Referring expression data:

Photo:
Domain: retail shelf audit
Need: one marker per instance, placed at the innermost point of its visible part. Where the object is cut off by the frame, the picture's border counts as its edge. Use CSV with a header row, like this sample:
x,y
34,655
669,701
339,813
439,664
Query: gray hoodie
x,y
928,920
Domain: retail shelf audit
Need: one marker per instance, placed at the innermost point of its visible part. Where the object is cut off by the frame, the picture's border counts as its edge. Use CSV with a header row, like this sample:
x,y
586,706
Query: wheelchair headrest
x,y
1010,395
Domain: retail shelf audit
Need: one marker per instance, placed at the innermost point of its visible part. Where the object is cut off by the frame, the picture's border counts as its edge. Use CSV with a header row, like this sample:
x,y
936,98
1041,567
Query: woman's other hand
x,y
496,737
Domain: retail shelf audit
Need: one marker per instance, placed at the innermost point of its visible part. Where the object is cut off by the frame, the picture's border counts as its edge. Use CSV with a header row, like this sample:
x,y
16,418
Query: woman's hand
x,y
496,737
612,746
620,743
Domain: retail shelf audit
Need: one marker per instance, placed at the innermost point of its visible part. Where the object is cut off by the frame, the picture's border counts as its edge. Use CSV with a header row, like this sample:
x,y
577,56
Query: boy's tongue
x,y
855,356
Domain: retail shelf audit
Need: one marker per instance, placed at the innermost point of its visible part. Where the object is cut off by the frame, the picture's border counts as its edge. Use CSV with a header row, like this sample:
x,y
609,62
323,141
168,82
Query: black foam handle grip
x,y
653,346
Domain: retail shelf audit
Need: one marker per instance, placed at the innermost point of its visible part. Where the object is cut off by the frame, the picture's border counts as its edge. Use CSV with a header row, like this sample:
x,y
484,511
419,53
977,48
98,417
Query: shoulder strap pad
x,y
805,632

** TASK DESCRIPTION **
Your reply should consist of all the records, set down exactly.

** SOLUTION TO THE EXERCISE **
Photo:
Domain: retail shelf audit
Need: one marker per instance, placed at the innermost point of its visible part. Where the object is cut off by the frame, the picture's border counts as its edge. Use CSV with a header row, like this sample:
x,y
34,655
669,701
339,813
439,664
Query: gray hoodie
x,y
928,920
Domain: retail shelf audit
Need: one marker per instance, placed at the innermost point of its visible part. Where the object is cut off by the frame, the picture's border counts as its edge. Use CSV with a header row, like this sample:
x,y
586,706
Query: wheelchair headrest
x,y
1010,395
Domain: retail shelf audit
Need: one marker per instance, placed at the innermost point of its visible part. Where the object is cut off by the frame, the picture's border counts as its edge. Use CSV with a header row, like this sample:
x,y
936,98
1041,567
Query: woman's other hand
x,y
496,737
Domain: retail shelf audit
Need: one marker per instance, placed at the innermost point of its visible part. Where the object is cut off by the frame, the picture's border counts as its edge. Use CSV with a header row, like this sample:
x,y
16,418
Query: woman's hand
x,y
496,737
612,746
620,743
Domain: retail shelf audit
Need: one marker per instance, placed at the innermost point of its visible part. Where the object is cut off by the frame, the picture's border counts as its edge. Use CSV with a header row, like this sample:
x,y
577,56
Query: boy's tongue
x,y
855,356
Domain: retail shelf audit
Need: one marker per instance, placed at the innermost point of its visible part. Where the object is cut off by the frame, the picture's border counts as its edge. Use CSV with a header row, like this sample:
x,y
609,62
323,141
168,82
Query: black foam handle grip
x,y
653,346
Domain: retail shelf audit
Need: one marker per instance, placed at the innermost point of its visible part. Where the object is cut off by the frame, the picture's border counts as its edge. Use CSV with a header row, like this sample:
x,y
484,511
419,53
977,48
98,417
Query: shoulder strap pad
x,y
805,632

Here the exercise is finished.